Brown Bear, Brown Bear Name Remix
This song is great for K-2 students. Replace brown bear and other animals with students names.
Jen-na Jen-na (whole group)
Who do you see? (whole group)
I see Ja-mal looking at me! (Jenna)
Bounce High, Bounce Low
This is another game that works well with K-2 students. Usually this game is played with a ball but you could easily replace it with a stuffed animal if you have a small space or are worried about using a ball in the classroom.
Bounce high, bounce low
Bounce the ball to (student name)
(student passes ball to whoever’s name was called)
There are two ways you can play this game:
1. You can select a student who will receive the ball and have the whole class sing the song.
2. You can have the whole class sing “bounce high, bounce low” and the student holding the ball sings “bounce the ball to ___________” by themselves and passes the ball to the student he/she chose. This is a great way to assess student’s singing.
Jump In, Jump Out
This is a fun call and response game for upper elementary or middle school students. The whole group moves and chants:
Jump in, jump out, turn yourself about!
Jump in, jump out, introduce yourself!

◆ **Exercises**:
1 > Answer these from the name-game text:
(a) Which students is the Brown Bear name remix recommended for?
(b) What can be used instead of a ball in Bounce High, Bounce Low?
(c) Which students is Jump In, Jump Out meant for?
2 > Write what comes next in the name-game text, picking up after its final line.

◆ **Given data**:
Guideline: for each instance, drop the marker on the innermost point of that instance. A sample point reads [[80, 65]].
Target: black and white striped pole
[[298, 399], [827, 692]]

◆ **Final answers**:
1 >
(a) K-2 students.
(b) A stuffed animal.
(c) Upper elementary or middle school students.

2 >
My name is __________ (one person)
I like ______________ (one person
And I like ___________ (one person)
Alright! Alright! Alright! (group)
There are a lot of different versions of the chant. This is the wording I prefer to use.
Up the Ladder, Down the Ladder
This is a fun activity to do with grade 2-4 students. You could create your own movements or use the ones in the video above.
Up the ladder, down the ladder
One by one (4 x’s group)
My name is __________ (student)
Your name is ___________ (group)
Repeat 3-5 times depending on the amount of students in your class and then go back to the chorus
Who took the cookie from the cookie jar?
This is classic game an be a great way to learn names. Rather than using the word “stole” as the song traditionally goes, use the word take. This can also tie into a lesson on not taking anything out of the music classroom that isn’t yours.
Who took the cookie from the cookie jar? (teacher or group)
(student name) took the cooke from the cookie jar! (group)
Who me? (student)
Yes you! (group)
Couldn’t be! (student)
Then who? (group)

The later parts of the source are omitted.